(EXERCISE MATERIAL begins)

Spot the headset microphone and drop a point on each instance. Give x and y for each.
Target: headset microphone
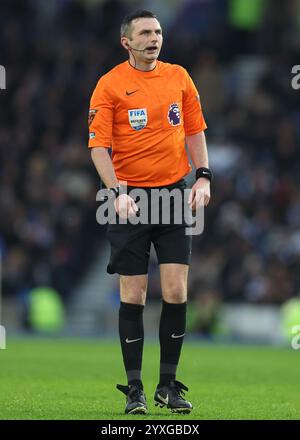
(132, 48)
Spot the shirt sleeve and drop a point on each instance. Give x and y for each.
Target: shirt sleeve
(101, 116)
(193, 118)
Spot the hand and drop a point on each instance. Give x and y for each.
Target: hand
(200, 194)
(125, 206)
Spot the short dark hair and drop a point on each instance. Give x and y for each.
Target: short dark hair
(127, 21)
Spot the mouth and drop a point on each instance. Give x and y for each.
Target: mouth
(151, 48)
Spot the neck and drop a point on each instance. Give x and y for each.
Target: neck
(140, 65)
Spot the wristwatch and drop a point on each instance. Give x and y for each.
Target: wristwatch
(114, 192)
(204, 172)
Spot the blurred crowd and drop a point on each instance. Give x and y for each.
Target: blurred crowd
(54, 53)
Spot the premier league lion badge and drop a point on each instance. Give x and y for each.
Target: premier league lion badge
(174, 114)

(EXERCISE MATERIAL ends)

■ PROBLEM REQUIREMENTS: Output the line containing "Spot the shirt" and every line after it through the final line of the records above, exactly as written and nothing else.

■ RESULT:
Spot the shirt sleeve and drop a point on each instance. Give x and y for each.
Target: shirt sleeve
(101, 116)
(193, 118)
Spot the hand and drop a point on each instance. Give x and y for each.
Target: hand
(200, 194)
(125, 206)
Spot the short dark hair and drop a point on each instance. Give x and y for each.
Target: short dark hair
(127, 21)
Spot the mouth and drop a point on each instance. Give x and y for each.
Target: mouth
(151, 48)
Spot the neck and drop a point on each instance. Give x and y for each.
Target: neck
(140, 65)
Spot the wristwatch and drop a point on each instance. Give x and y for each.
Target: wristwatch
(114, 192)
(204, 172)
Spot the blurred crowd and drop a point on each instance. Give x and y for each.
Target: blurred crowd
(54, 53)
Spot the premier league lion badge and drop a point on each instance. Give x and y for each.
Target: premier league lion badge
(174, 114)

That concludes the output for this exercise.